LISTING ->
_____
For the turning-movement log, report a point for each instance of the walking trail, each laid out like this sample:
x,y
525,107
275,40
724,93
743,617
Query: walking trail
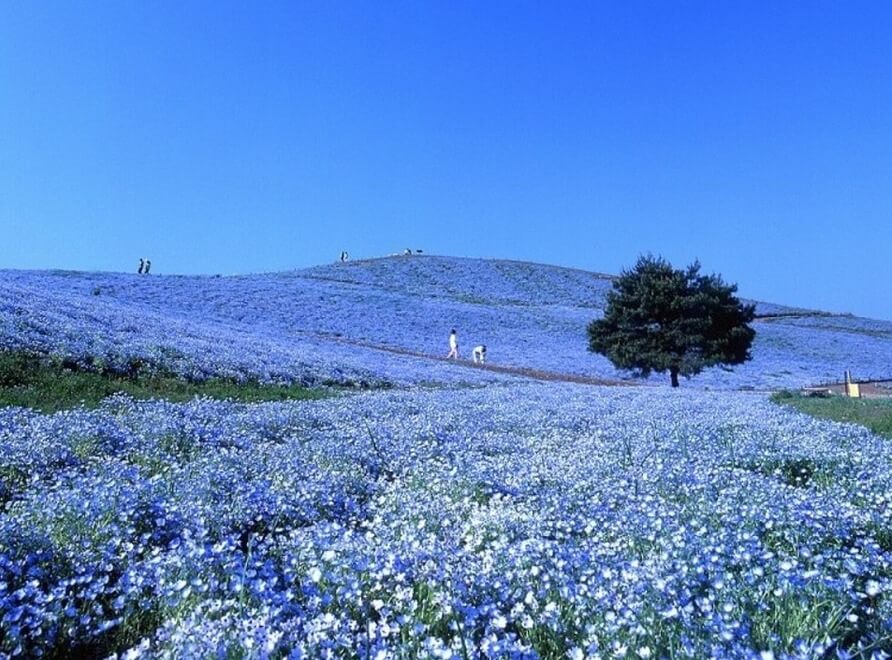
x,y
525,372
_____
EXERCISE PROMPT -> Give every line of the rows above as a JSON list of strings, one string per line, with blank lines dropped and the pictures left out.

SOLUTION TO THIS EXERCISE ->
[
  "For the turning-movement log, report a point for each instance of the walking trail, each laid out like this sample:",
  "x,y",
  "525,107",
  "275,40",
  "724,93",
  "743,617",
  "Query: walking trail",
  "x,y",
  "525,372"
]